▶ [Document extract]:
Researchers at Technical University of Munich (TUM), Helmholtz Zentrum München and the German Center for Infection Research (DZIF) have developed a novel therapeutic approach to cure chronic hepatitis B. The scientists found that the large amount of hepatitis B virus proteins expressed in the liver prevents the body’s immune system to defeat the virus. Knocking down the expression of the virus’ proteins may enable a successful therapeutic vaccination.
Around 260 million humans, more than three percent of the world’s population, are chronically infected by the hepatitis B virus. As a result, every year, 880,000 people worldwide die of liver failure or hepatocellular carcinoma. Currently no curative therapy is available. The therapies available to date inhibit virus replication, but need to be given long-term. As long as infected people cannot form an adequate immune response, the virus will survive. This is precisely where Prof. Ulrike Protzer, head of the Institute of Virology at TUM and Helmholtz Zentrum München, and her team start.

▶ [Dataset content]:
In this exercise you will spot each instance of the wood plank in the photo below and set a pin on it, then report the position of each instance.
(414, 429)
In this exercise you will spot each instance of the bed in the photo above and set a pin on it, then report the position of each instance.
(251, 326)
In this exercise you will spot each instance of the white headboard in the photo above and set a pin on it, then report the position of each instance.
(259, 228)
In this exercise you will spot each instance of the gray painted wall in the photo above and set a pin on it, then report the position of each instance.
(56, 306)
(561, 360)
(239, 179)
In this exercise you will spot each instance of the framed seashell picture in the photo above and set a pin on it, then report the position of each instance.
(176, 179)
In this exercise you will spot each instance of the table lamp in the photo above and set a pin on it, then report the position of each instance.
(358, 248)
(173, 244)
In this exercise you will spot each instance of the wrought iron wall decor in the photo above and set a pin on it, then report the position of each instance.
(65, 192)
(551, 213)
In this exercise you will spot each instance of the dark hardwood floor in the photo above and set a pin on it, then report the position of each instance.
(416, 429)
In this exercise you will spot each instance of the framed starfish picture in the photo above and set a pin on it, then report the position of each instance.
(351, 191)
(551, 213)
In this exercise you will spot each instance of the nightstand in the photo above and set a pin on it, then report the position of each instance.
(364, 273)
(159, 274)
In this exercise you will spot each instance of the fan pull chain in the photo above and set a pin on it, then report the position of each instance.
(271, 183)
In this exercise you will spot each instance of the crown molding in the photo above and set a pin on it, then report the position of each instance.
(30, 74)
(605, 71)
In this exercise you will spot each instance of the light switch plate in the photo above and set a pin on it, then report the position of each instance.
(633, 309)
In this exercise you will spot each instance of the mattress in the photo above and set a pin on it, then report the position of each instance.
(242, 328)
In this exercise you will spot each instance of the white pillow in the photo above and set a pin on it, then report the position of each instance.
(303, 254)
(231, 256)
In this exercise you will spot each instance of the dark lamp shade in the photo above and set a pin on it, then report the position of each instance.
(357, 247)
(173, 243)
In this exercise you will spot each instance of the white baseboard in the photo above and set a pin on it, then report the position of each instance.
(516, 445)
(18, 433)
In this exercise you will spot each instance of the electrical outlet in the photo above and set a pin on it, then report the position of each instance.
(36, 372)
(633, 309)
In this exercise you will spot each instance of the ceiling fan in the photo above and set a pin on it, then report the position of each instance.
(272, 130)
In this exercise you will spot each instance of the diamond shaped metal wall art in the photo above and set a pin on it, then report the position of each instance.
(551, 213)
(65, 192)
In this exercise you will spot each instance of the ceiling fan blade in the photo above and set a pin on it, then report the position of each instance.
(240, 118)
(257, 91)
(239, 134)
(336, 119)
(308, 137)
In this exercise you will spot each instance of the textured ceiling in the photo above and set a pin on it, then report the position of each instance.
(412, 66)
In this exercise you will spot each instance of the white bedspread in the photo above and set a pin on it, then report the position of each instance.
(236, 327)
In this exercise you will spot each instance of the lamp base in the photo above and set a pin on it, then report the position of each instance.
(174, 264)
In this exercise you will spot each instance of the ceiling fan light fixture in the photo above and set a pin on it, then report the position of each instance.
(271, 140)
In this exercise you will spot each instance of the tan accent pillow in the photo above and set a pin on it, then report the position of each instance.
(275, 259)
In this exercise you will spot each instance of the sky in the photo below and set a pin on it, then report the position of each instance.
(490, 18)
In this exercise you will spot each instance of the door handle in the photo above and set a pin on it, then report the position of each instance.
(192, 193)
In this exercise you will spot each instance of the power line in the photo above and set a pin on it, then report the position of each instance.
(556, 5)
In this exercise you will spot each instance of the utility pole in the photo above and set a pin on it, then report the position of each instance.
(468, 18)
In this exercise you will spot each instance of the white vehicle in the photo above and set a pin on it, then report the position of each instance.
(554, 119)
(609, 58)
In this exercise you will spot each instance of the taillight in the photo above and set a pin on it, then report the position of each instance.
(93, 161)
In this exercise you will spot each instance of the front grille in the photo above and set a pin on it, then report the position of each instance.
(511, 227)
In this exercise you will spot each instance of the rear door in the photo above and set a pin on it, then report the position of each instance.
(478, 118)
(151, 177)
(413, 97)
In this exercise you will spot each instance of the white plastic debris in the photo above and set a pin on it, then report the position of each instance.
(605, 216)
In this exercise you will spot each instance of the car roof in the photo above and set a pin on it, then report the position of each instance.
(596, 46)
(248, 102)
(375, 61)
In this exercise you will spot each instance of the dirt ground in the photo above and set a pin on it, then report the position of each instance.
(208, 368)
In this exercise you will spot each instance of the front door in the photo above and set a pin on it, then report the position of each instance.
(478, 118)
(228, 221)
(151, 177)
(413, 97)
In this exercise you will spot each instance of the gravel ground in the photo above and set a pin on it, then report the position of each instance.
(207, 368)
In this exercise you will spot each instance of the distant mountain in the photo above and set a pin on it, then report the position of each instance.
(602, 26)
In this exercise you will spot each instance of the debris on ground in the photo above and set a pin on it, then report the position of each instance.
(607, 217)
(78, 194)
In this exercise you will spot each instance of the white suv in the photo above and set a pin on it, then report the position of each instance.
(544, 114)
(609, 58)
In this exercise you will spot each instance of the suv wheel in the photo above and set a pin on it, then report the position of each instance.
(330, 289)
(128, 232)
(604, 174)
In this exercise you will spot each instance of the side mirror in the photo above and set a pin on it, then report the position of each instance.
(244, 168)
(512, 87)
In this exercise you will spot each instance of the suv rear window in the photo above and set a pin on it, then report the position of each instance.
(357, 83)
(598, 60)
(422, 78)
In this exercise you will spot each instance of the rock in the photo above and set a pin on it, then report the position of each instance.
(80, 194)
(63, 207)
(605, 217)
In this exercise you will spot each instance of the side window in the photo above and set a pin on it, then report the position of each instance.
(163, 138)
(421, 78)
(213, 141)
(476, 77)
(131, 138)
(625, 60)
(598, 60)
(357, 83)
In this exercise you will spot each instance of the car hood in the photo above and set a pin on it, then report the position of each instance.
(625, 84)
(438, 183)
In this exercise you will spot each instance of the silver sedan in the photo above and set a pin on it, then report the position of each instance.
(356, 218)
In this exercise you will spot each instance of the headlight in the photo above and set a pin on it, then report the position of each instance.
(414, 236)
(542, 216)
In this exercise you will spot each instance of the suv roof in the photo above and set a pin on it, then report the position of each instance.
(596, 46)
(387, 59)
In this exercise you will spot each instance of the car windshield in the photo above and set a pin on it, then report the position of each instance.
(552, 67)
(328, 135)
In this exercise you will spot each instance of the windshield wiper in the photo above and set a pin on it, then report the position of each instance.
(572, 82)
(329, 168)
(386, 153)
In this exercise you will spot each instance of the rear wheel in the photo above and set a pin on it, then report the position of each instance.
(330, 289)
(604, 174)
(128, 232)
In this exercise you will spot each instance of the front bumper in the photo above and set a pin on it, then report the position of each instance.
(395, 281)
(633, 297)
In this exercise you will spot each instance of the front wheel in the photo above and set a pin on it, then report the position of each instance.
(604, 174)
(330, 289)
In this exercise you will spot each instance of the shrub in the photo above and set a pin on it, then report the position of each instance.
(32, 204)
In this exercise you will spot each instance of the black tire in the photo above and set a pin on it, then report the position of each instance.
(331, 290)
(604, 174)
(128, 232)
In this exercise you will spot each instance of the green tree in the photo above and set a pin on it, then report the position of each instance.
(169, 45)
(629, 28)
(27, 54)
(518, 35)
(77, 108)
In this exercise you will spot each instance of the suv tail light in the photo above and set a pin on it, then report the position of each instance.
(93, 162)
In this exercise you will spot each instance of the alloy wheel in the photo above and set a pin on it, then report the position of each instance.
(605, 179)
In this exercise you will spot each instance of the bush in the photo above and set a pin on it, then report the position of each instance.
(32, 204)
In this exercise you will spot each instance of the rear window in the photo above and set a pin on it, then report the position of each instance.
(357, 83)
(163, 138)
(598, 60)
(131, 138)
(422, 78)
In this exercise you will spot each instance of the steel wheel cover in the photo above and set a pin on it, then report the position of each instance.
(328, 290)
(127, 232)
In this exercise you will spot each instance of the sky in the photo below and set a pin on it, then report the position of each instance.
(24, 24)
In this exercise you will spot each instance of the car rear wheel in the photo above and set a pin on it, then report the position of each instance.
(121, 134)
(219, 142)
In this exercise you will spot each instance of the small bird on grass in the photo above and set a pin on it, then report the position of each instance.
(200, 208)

▶ [Action item]: Please translate this sentence from the hepatitis B text into Spanish: "As long as infected people cannot form an adequate immune response, the virus will survive." The records have no connection to the hepatitis B text.

▶ [Your response]: Mientras las personas infectadas no puedan generar una respuesta inmunitaria adecuada, el virus sobrevivirá.